__Selected excerpt__:
◇ ◇ ◇ ◇ ◇ ◇ ◇

Monday, June 19, 2006
Bragging Up Fisher's Dad
I need to brag up Fisher’s Daddy. He’s worked so hard the last few weeks on the baby’s room and it’s getting there. There’s one coat of paint on the walls, though we will be tweaking it a tad. It is a spring green color- a yellowish green, our color palette called it “aloe vera” one could also call it “green banana” or “granny smith,” you’re getting the picture, we decided to do an accent wall in yellow, but we’re not crazy about it, so we’re changing the accent wall to a lighter version of the green color. Anyway, it’s turning out just like I imagined. Andy and I make a good team when it comes to projects like this. He some how has a way of turning my vision into a reality. Which brings me to why I feel so blessed to have him, this project really is just a metaphor for how he daily makes my dreams come true. He’s an amazing man of God, super dad, unbelievable husband, diligent provider, and most of all I’m thankful that he is my very best friend.
Monday, June 12, 2006
Dadda will be back in a couple days
Andy is working on a house in Birmingham (MI) so he's out of town a couple nights a week each week. You would think that Fisher and I would get used to it (since he started the project in April, I think), but it's just not the same without him here. I really miss him in the early evening when Makita goes to bark at someone walking down the street and then (because the dog's barking) Fisher runs to the front door all excited and yells, "Dadda," with the biggest smile as he waits for the front door to open and his dad to walk through. It breaks my heart to explain to him that his Dad's not coming home for a couple days. Of course he doesn't understand too much about time, but just explaining it to him brings his Mamma to tears. I usually try to distract him with playing something else which usually works. The problem is that I have a hard time distracting myself. It's funny how I start missing him Sunday nights (mind you he doesn't leave till VERY early on Monday Mornings). He'll be home this week on Wednesday evening, so he's only gone two nights, but it's just not the same without him. Thankfully the project won't last forever and he most likely won't be doing anything like this again, so in the mean time Fisher and I (and the new baby for a few weeks) will try keeping ourselves busy while we wait for Dadda to come walking through the door again.

◇ ◇ ◇ ◇ ◇ ◇ ◇

__Dataset excerpts__:
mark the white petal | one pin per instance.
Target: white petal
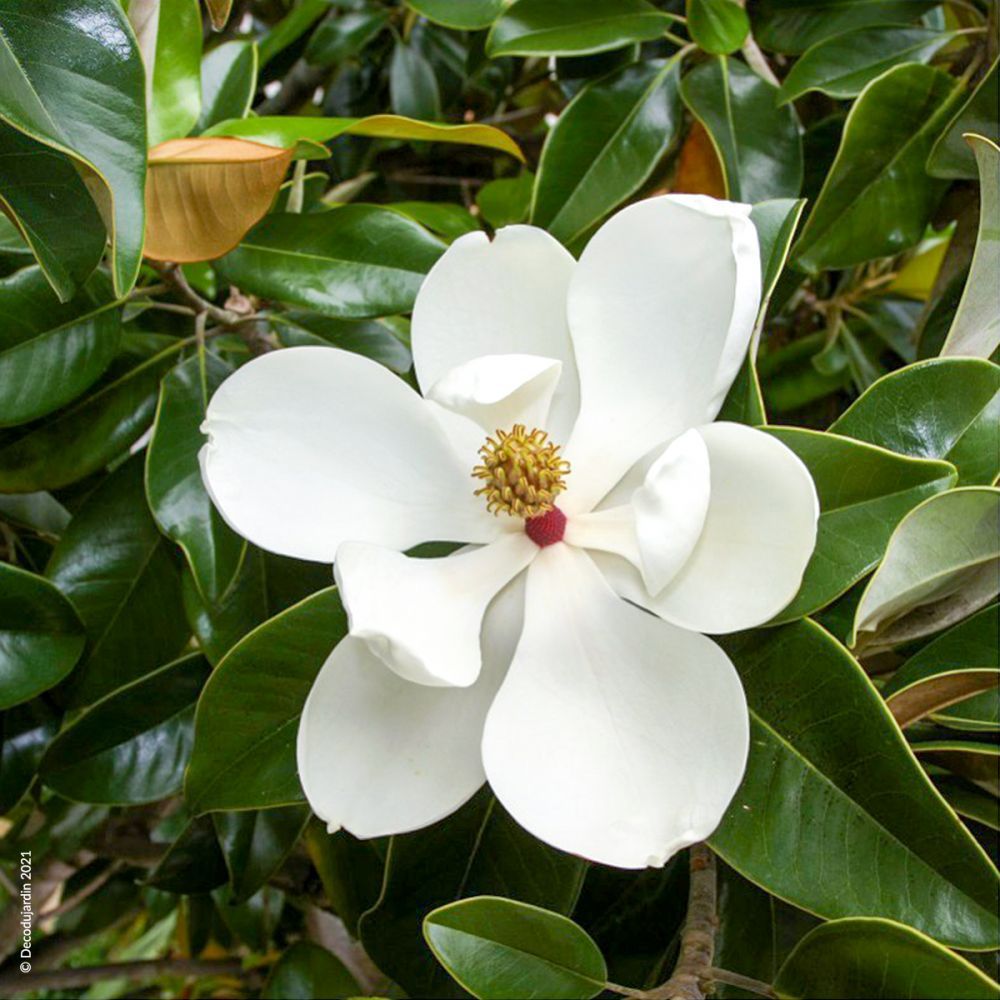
(500, 390)
(615, 735)
(658, 528)
(661, 307)
(422, 617)
(757, 540)
(505, 296)
(378, 755)
(313, 446)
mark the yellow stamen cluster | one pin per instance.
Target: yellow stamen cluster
(522, 472)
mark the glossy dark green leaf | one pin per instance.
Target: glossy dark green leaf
(717, 26)
(41, 636)
(352, 263)
(255, 843)
(793, 26)
(193, 863)
(344, 34)
(308, 972)
(87, 435)
(963, 661)
(573, 27)
(879, 959)
(468, 15)
(821, 737)
(413, 87)
(951, 155)
(941, 563)
(116, 568)
(61, 59)
(174, 487)
(877, 198)
(844, 65)
(500, 948)
(478, 850)
(50, 352)
(976, 328)
(604, 146)
(133, 745)
(228, 82)
(758, 142)
(375, 338)
(864, 492)
(248, 715)
(941, 408)
(48, 202)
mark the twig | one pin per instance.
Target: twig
(12, 980)
(694, 963)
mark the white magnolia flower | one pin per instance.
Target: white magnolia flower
(526, 658)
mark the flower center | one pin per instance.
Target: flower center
(522, 472)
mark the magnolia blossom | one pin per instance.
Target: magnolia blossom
(564, 438)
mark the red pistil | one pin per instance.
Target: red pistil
(547, 528)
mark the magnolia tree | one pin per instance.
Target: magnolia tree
(498, 498)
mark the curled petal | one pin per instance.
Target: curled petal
(422, 617)
(309, 447)
(615, 735)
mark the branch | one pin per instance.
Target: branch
(12, 980)
(694, 963)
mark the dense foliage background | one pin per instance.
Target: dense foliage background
(153, 665)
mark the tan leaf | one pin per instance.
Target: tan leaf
(204, 194)
(218, 11)
(698, 168)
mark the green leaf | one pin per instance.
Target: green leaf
(605, 145)
(864, 492)
(962, 662)
(466, 15)
(53, 101)
(941, 408)
(51, 352)
(413, 87)
(169, 36)
(503, 949)
(717, 26)
(308, 972)
(506, 201)
(375, 338)
(951, 155)
(133, 745)
(86, 436)
(48, 202)
(573, 27)
(792, 26)
(193, 863)
(844, 65)
(353, 262)
(821, 737)
(289, 131)
(877, 197)
(256, 843)
(41, 637)
(479, 850)
(976, 327)
(344, 34)
(758, 142)
(228, 83)
(115, 566)
(941, 563)
(174, 487)
(879, 959)
(248, 715)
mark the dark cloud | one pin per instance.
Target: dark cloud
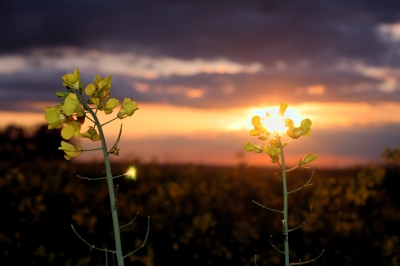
(309, 39)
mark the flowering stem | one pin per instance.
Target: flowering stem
(117, 235)
(285, 207)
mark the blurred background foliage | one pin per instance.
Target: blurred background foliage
(200, 215)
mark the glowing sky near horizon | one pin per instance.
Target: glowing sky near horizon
(199, 72)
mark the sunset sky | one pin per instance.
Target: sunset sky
(199, 70)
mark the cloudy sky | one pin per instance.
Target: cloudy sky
(200, 70)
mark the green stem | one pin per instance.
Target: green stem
(110, 183)
(285, 207)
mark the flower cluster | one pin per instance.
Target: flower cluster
(77, 102)
(275, 146)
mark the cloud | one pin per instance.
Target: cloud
(206, 55)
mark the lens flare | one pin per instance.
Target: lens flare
(131, 173)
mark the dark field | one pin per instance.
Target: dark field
(200, 215)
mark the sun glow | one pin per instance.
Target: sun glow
(131, 173)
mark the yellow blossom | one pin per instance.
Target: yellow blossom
(91, 134)
(72, 105)
(128, 107)
(258, 127)
(296, 132)
(70, 150)
(100, 89)
(73, 80)
(54, 116)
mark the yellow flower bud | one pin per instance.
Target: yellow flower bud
(71, 105)
(250, 146)
(91, 134)
(73, 80)
(128, 107)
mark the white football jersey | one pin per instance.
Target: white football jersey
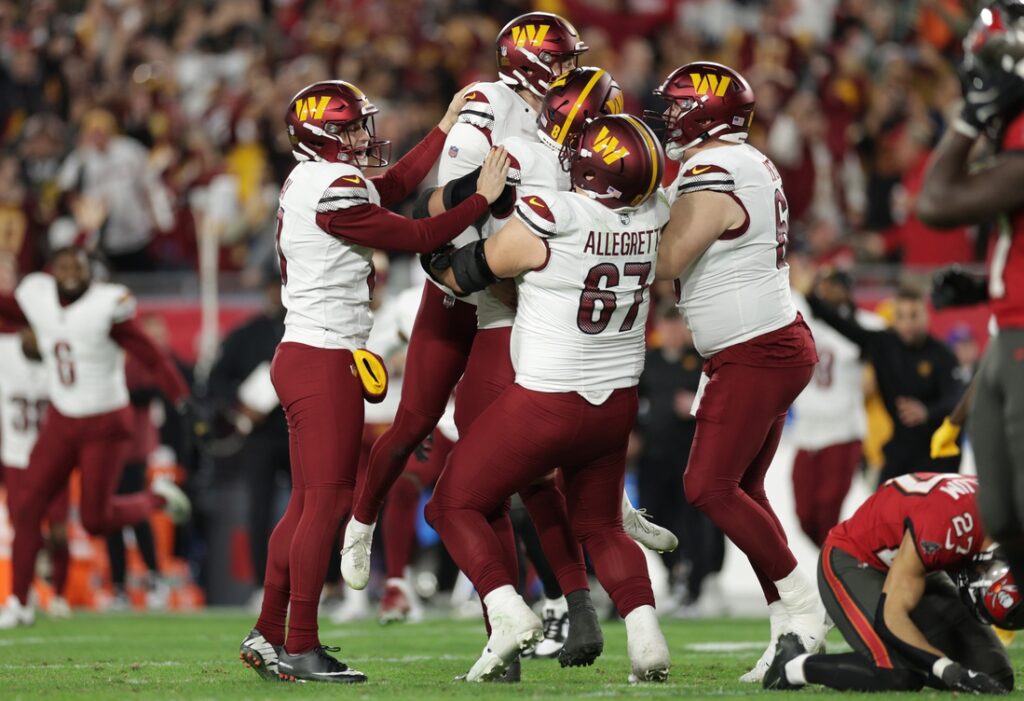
(494, 114)
(739, 287)
(23, 402)
(830, 409)
(532, 166)
(326, 280)
(85, 365)
(581, 322)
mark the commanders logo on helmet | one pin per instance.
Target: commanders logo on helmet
(536, 48)
(572, 99)
(706, 100)
(616, 160)
(322, 121)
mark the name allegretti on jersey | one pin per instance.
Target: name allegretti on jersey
(739, 288)
(580, 325)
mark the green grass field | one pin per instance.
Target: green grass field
(196, 657)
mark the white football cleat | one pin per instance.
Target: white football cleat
(355, 554)
(648, 534)
(176, 502)
(556, 627)
(779, 623)
(514, 627)
(58, 608)
(13, 614)
(649, 659)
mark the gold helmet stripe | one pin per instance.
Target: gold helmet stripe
(579, 103)
(651, 149)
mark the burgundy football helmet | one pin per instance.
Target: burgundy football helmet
(528, 47)
(617, 161)
(988, 588)
(706, 100)
(573, 98)
(326, 122)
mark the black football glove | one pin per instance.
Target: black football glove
(427, 261)
(968, 681)
(953, 287)
(991, 96)
(422, 451)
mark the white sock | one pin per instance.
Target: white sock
(501, 597)
(640, 618)
(797, 593)
(795, 669)
(359, 527)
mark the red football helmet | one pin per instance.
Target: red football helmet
(990, 592)
(706, 100)
(573, 98)
(529, 46)
(334, 121)
(617, 161)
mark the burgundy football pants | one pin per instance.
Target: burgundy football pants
(98, 446)
(739, 423)
(442, 336)
(513, 443)
(323, 401)
(56, 522)
(488, 374)
(820, 481)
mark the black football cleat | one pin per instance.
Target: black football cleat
(787, 648)
(316, 665)
(584, 643)
(260, 655)
(513, 674)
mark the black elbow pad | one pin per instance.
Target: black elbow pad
(469, 264)
(460, 189)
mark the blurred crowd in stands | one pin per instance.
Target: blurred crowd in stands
(135, 127)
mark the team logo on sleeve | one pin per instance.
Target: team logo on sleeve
(541, 208)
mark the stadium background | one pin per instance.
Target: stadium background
(852, 96)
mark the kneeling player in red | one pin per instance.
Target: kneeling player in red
(331, 218)
(586, 260)
(884, 575)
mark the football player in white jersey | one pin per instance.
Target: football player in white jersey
(725, 246)
(83, 329)
(586, 259)
(829, 419)
(531, 50)
(330, 220)
(23, 406)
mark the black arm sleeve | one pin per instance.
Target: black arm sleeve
(921, 659)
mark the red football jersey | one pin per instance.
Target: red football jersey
(1006, 286)
(940, 510)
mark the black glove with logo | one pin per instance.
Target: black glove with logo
(953, 287)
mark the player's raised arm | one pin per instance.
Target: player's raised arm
(399, 181)
(129, 335)
(952, 194)
(368, 224)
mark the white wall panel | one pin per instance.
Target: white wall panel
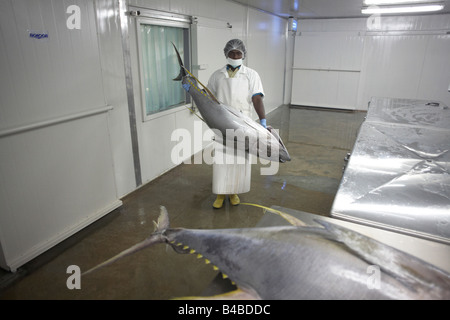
(48, 77)
(55, 181)
(56, 165)
(266, 46)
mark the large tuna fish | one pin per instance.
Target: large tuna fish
(301, 262)
(233, 126)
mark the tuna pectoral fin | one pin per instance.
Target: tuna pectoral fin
(232, 295)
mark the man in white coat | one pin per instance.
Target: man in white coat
(239, 87)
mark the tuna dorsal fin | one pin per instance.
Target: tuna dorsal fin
(291, 219)
(160, 226)
(405, 267)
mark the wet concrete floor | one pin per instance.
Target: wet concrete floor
(318, 141)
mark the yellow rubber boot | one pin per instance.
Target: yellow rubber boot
(219, 201)
(234, 199)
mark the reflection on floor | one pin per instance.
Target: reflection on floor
(318, 141)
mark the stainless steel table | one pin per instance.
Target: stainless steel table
(398, 174)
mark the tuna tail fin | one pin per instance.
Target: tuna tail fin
(182, 69)
(156, 237)
(184, 72)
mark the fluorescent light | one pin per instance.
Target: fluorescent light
(388, 2)
(402, 9)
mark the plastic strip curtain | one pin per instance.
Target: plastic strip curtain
(160, 66)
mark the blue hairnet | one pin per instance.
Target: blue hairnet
(235, 44)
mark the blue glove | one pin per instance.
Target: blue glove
(263, 122)
(186, 87)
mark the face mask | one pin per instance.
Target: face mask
(234, 62)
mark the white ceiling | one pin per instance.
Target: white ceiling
(304, 9)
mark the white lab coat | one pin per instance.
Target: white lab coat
(237, 93)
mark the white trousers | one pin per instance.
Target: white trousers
(233, 175)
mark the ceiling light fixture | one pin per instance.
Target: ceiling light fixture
(402, 9)
(393, 2)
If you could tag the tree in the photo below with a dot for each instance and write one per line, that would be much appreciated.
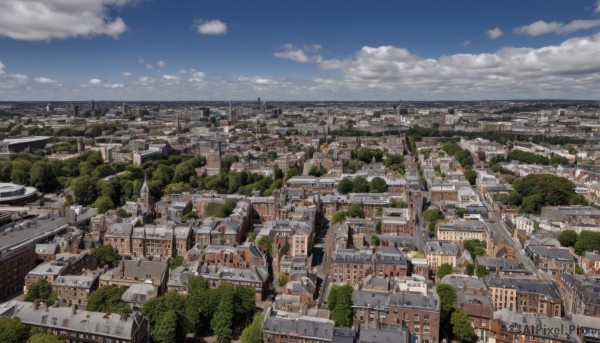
(253, 333)
(461, 326)
(568, 238)
(460, 212)
(265, 244)
(481, 271)
(443, 270)
(282, 280)
(103, 204)
(42, 177)
(45, 338)
(360, 185)
(12, 330)
(339, 302)
(471, 176)
(374, 241)
(104, 255)
(345, 185)
(470, 269)
(378, 185)
(223, 319)
(176, 262)
(165, 330)
(355, 211)
(41, 290)
(108, 299)
(84, 189)
(447, 295)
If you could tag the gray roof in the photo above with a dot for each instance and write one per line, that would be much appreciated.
(87, 322)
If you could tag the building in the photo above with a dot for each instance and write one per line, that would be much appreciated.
(526, 296)
(287, 327)
(79, 326)
(462, 230)
(254, 277)
(441, 252)
(130, 272)
(352, 265)
(13, 194)
(75, 289)
(552, 260)
(417, 311)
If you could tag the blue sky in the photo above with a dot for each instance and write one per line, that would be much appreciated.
(298, 50)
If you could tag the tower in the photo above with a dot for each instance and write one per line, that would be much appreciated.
(145, 194)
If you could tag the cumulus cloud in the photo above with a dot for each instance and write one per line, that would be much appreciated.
(44, 80)
(541, 27)
(36, 20)
(494, 33)
(114, 85)
(292, 53)
(210, 27)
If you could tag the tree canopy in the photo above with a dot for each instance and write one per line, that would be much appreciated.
(339, 302)
(41, 290)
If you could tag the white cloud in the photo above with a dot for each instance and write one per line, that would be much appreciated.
(494, 33)
(197, 76)
(114, 85)
(299, 55)
(36, 20)
(44, 80)
(210, 27)
(541, 27)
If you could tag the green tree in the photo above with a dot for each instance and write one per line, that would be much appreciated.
(345, 185)
(378, 185)
(443, 270)
(165, 330)
(12, 330)
(338, 216)
(471, 176)
(104, 255)
(374, 241)
(567, 238)
(84, 189)
(222, 321)
(461, 326)
(355, 211)
(481, 271)
(42, 177)
(103, 204)
(265, 244)
(470, 269)
(41, 290)
(45, 338)
(108, 299)
(360, 185)
(176, 262)
(339, 302)
(253, 333)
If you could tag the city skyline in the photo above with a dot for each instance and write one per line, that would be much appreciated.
(435, 50)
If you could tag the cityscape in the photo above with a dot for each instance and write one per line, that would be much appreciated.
(256, 174)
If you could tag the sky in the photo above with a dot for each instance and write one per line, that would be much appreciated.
(160, 50)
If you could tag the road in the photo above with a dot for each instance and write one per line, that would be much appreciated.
(499, 227)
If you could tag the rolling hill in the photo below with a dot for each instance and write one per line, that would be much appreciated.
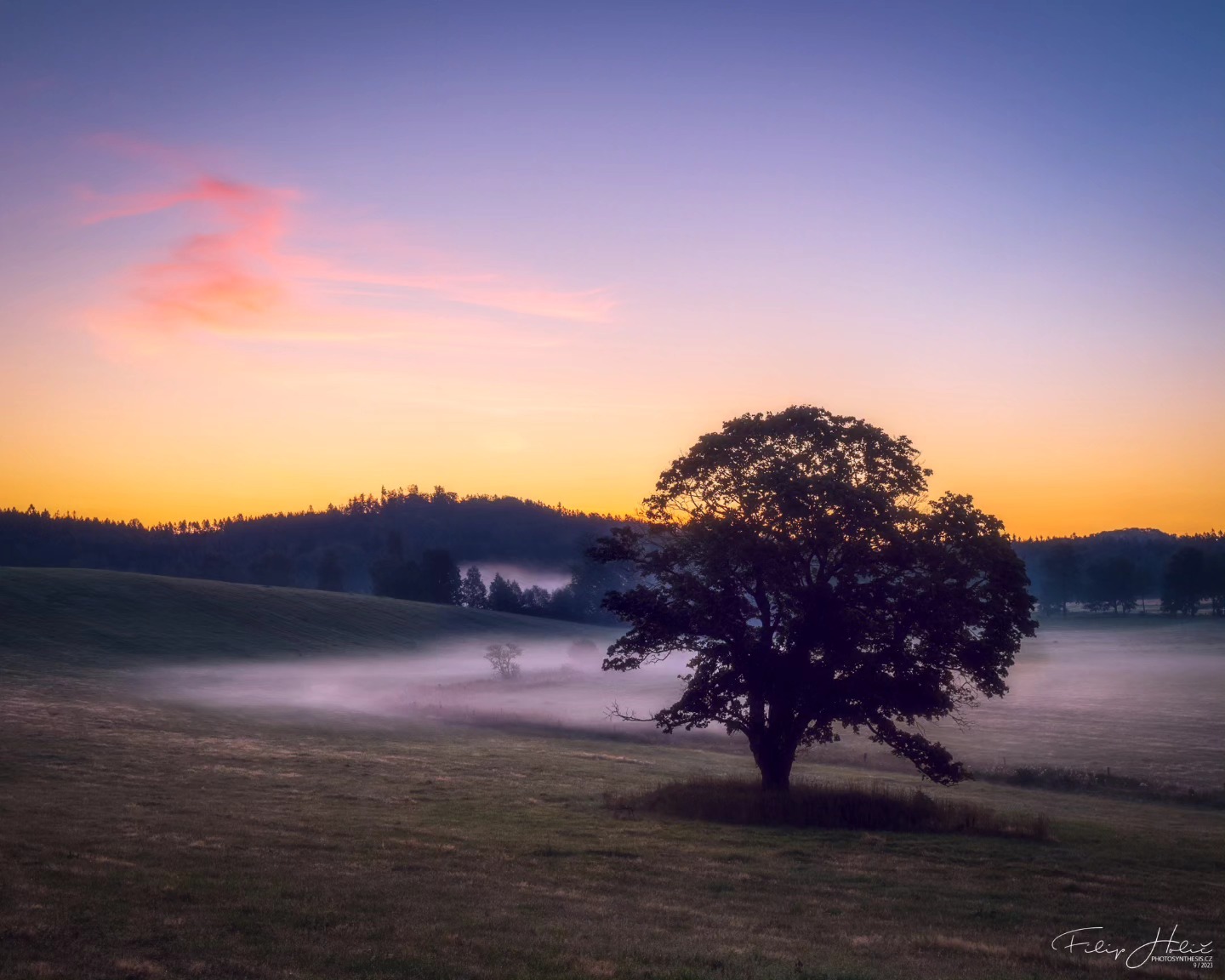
(86, 617)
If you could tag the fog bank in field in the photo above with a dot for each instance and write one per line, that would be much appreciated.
(559, 684)
(1142, 698)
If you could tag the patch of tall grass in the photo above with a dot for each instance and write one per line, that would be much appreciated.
(829, 805)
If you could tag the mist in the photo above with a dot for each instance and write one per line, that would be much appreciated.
(559, 684)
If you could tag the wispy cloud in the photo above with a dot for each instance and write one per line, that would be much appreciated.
(239, 273)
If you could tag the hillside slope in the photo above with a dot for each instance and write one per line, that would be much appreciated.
(94, 617)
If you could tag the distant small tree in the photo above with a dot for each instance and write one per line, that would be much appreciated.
(536, 601)
(472, 590)
(1216, 582)
(503, 657)
(1185, 582)
(1111, 584)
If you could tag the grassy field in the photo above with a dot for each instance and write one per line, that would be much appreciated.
(144, 838)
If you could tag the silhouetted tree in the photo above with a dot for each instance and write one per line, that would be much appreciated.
(331, 576)
(536, 601)
(472, 590)
(505, 597)
(1110, 584)
(1214, 581)
(503, 657)
(439, 578)
(1185, 582)
(793, 559)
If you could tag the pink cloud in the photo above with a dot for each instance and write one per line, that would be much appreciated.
(238, 276)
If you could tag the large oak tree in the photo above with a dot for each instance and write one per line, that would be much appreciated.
(795, 560)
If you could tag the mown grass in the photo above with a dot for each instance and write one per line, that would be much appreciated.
(152, 840)
(849, 806)
(80, 618)
(1066, 779)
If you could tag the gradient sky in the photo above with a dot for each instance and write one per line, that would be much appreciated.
(261, 256)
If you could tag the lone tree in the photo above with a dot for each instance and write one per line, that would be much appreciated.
(501, 657)
(796, 561)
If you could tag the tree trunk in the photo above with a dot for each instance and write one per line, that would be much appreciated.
(774, 762)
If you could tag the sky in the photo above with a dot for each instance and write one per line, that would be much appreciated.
(266, 256)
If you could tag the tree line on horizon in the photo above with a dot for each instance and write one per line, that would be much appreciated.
(424, 545)
(1120, 573)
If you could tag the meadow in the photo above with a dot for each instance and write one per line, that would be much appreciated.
(148, 831)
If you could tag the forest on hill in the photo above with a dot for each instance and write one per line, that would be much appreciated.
(429, 545)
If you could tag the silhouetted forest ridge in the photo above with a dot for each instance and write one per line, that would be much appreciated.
(1127, 571)
(403, 543)
(411, 544)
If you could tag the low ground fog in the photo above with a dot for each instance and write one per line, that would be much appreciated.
(1143, 698)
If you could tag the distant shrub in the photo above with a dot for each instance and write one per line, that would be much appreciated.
(503, 657)
(827, 805)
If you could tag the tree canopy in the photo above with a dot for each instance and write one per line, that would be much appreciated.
(795, 559)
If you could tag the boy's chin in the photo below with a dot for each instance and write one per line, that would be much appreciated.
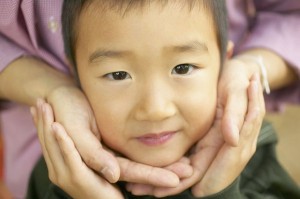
(158, 161)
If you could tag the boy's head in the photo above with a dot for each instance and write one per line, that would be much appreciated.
(149, 70)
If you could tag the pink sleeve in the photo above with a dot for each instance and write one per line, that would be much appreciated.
(9, 51)
(278, 29)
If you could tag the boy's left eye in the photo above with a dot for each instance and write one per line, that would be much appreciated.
(183, 69)
(119, 75)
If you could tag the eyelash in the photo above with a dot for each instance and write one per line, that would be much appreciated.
(186, 71)
(122, 75)
(114, 75)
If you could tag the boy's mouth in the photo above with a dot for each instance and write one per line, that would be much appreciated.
(154, 139)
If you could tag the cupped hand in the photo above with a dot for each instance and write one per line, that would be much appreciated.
(72, 110)
(232, 96)
(65, 166)
(230, 161)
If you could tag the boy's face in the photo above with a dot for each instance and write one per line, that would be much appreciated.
(151, 78)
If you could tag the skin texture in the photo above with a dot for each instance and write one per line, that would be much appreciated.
(211, 155)
(152, 98)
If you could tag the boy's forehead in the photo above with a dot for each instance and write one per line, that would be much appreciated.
(124, 7)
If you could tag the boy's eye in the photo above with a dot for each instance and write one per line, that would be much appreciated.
(120, 75)
(183, 69)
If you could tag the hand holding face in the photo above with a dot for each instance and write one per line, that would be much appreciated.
(65, 166)
(213, 157)
(67, 169)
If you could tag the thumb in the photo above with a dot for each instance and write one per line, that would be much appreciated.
(96, 157)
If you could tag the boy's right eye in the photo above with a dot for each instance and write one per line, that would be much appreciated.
(119, 75)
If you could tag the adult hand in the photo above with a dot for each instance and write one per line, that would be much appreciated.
(65, 166)
(77, 109)
(73, 112)
(211, 154)
(232, 97)
(230, 161)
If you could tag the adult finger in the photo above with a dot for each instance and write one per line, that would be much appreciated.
(145, 174)
(233, 114)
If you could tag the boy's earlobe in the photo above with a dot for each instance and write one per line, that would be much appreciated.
(229, 52)
(70, 66)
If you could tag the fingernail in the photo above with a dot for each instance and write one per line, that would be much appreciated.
(32, 111)
(108, 174)
(235, 135)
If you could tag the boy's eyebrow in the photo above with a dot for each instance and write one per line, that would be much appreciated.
(105, 53)
(190, 46)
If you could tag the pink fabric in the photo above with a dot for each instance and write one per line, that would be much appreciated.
(29, 27)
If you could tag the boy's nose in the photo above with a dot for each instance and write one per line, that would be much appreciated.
(155, 104)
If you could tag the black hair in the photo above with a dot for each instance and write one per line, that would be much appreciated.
(72, 9)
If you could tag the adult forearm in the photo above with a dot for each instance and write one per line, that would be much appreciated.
(28, 78)
(279, 72)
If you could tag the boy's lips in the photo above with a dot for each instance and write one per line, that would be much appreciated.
(154, 139)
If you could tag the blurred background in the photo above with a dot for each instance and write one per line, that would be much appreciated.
(287, 125)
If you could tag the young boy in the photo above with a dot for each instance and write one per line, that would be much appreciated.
(150, 71)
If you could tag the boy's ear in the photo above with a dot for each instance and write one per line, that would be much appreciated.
(229, 52)
(70, 66)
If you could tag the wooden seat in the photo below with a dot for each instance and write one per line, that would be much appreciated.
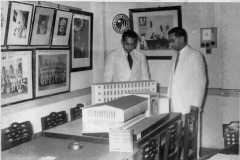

◇ ◇ ◇ ◇ ◇ ◇ ◇

__Task instructions__:
[a] Answer these questions using the family blog posts:
(i) What name did the color palette give the green used on the walls of the baby's room?
(ii) Where is the house Andy is working on?
(iii) On what day will Andy be home this week?
[b] The last sentence of the June 19 entry in the family blog posts describes Andy in several ways. List every one of them.
[c] Write the next part of the family blog posts, starting after their final sentence.

__Outputs__:
[a]
(i) "Aloe vera"
(ii) Birmingham (MI)
(iii) Wednesday evening

[b]
- an amazing man of God
- super dad
- unbelievable husband
- diligent provider
- her very best friend

[c]
Friday, June 09, 2006
Thursday, June 08, 2006
Preparing my heart
Last night, was the last of our “Birthing Wisdom” classes. Andy and I both felt a little sad that the class was over because we’ve been so incredibly blessed by it. To prepare for our final class we both had homework assignments to prepare. My homework was to create a “labor bundle,” the assignment was to find items that represent motherhood, fatherhood, and the new baby, the idea is that the birth process is a journey that the three of us will embark on together. To represent motherhood I brought my sling, to me the sling represents the closeness, protection and unconditional love that mommas provide to their children. To represent fatherhood, I brought a maple leaf, to me the leaf represents a father’s role in encouraging and building confidence in a child, so much that a child embraces new challenges like climbing a tree for the first time. In my life, I’ve been so fortunate to experience a father and husband who are both great encouragers. The last item I chose was to represent the baby; a candle or the new light that the world will experience as a result of this child. Part of me has been a little concerned about the cliché-ish things everyone worries about with a second child, “Will we be able to love this child as much as we love Fisher?” and “Will we be able to provide Fisher all the love and attention he deserves with a new baby too?” The Holy Spirit reminded me that before Fisher was born I didn’t know that I could love a child as much as I do. The same will be true with this baby, there’s a part of me that I am unaware exists until this new child arrives, and God brings light to the part of my heart that was already created to love him or her. Although, the assignment didn’t help us with things like Lamaze breathing it was one that brought me peace and comfort and has made my heart more prepared to bring this new life into the world. I am thankful to both Lee (who is the course instructor, OB nurse, and now friend) and to my Heavenly Father for the wisdom and insight I’ve gained through the course of this class! (I’ll tell you more about Andy’s homework in my next blog entry)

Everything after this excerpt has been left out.